Problem description
Copy nothing but the lines running from the one containing "like point(413, 98)" through the end of the listing below. Drop the pictures.
"""
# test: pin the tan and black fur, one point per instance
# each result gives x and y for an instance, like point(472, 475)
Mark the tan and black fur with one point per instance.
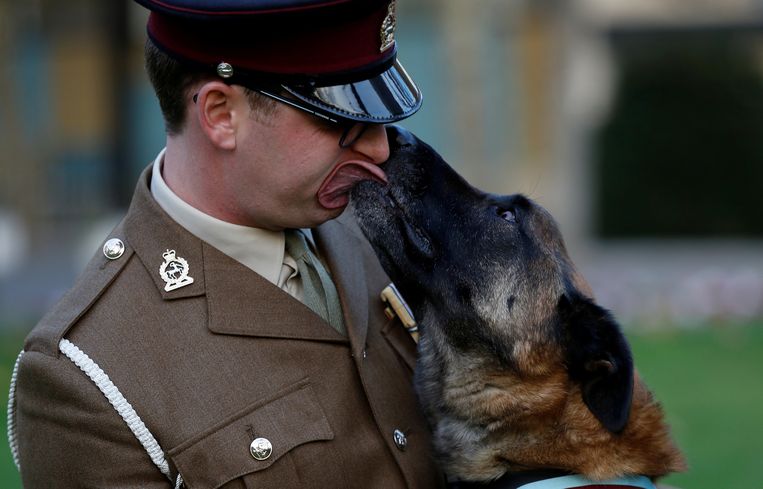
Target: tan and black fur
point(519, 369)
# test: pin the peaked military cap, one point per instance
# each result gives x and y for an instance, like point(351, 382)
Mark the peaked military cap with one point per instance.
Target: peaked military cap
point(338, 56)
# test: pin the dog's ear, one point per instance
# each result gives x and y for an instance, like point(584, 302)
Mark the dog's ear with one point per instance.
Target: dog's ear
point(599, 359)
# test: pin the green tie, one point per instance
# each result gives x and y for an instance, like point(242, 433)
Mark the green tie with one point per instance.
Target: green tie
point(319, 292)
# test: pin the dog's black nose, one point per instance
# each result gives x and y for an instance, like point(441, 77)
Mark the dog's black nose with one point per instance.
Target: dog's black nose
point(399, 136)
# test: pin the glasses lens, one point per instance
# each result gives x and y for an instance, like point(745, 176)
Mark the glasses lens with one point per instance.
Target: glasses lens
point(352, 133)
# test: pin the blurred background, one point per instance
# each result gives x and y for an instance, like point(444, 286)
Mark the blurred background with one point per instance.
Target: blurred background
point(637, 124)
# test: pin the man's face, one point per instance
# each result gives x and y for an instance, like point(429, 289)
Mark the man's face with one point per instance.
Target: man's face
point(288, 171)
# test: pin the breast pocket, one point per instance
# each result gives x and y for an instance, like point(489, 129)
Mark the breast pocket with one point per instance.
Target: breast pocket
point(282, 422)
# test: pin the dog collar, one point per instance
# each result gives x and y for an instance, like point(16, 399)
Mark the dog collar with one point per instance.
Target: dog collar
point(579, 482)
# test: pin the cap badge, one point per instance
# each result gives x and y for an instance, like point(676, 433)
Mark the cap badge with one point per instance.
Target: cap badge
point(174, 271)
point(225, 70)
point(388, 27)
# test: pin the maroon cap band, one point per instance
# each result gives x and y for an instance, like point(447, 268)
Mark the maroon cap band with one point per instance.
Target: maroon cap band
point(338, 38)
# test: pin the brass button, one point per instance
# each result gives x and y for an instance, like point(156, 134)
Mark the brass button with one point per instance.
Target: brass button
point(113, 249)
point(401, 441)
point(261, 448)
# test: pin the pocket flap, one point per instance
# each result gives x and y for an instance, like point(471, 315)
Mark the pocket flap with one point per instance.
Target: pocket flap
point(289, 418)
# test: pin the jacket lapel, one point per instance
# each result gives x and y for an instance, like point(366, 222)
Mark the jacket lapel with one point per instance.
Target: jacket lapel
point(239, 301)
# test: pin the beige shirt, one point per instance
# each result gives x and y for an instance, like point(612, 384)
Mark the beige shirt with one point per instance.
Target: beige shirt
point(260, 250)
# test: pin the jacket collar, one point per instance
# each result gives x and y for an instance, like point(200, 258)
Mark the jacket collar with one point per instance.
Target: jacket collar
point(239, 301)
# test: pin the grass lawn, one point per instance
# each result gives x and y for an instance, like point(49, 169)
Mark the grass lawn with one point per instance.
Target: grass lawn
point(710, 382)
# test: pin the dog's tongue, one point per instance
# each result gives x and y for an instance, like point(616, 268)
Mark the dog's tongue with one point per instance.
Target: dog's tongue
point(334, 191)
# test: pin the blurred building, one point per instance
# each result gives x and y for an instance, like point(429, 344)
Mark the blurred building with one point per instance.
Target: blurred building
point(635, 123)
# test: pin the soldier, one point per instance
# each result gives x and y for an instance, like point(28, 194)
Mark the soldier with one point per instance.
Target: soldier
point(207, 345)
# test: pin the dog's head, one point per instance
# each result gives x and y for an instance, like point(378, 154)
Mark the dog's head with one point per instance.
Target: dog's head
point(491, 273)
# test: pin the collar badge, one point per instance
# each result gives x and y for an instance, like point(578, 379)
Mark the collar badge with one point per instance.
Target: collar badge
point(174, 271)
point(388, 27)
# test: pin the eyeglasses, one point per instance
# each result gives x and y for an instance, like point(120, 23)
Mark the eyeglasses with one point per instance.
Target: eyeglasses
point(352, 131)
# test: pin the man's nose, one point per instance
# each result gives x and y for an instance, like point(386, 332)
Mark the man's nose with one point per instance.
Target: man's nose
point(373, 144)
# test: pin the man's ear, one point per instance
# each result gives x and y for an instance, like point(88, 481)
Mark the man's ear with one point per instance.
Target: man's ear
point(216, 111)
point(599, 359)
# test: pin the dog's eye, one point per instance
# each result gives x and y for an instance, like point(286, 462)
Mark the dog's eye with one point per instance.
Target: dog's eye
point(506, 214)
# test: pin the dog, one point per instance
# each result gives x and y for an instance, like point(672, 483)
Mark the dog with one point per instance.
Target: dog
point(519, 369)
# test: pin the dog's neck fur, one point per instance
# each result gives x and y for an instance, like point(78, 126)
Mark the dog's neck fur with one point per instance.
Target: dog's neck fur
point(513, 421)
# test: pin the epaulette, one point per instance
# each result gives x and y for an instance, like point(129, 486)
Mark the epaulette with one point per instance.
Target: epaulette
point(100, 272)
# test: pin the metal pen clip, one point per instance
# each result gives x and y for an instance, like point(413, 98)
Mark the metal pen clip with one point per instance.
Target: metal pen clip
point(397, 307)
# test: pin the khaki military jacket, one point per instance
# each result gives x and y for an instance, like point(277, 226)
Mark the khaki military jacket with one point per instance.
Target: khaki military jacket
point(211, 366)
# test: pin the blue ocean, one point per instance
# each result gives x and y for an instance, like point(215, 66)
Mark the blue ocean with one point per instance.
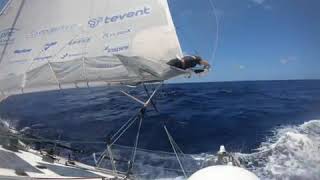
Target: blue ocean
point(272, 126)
"""
Problem solution
# each result gives x and y for an instance, like point(413, 98)
Mark the metal pen clip with one point per instance.
Target: metal pen clip
point(397, 307)
# test: pin the khaki military jacket, one point per instance
# each result gives x and y for an instance, like point(277, 226)
Mark the khaki military jacket with one point per instance.
Target: khaki military jacket
point(211, 366)
# test: pin the blue ocean, one point per instance
# each result gives x and y for an instance, like point(215, 66)
Mark the blue ocean with one point per instance.
Target: blue ocean
point(272, 126)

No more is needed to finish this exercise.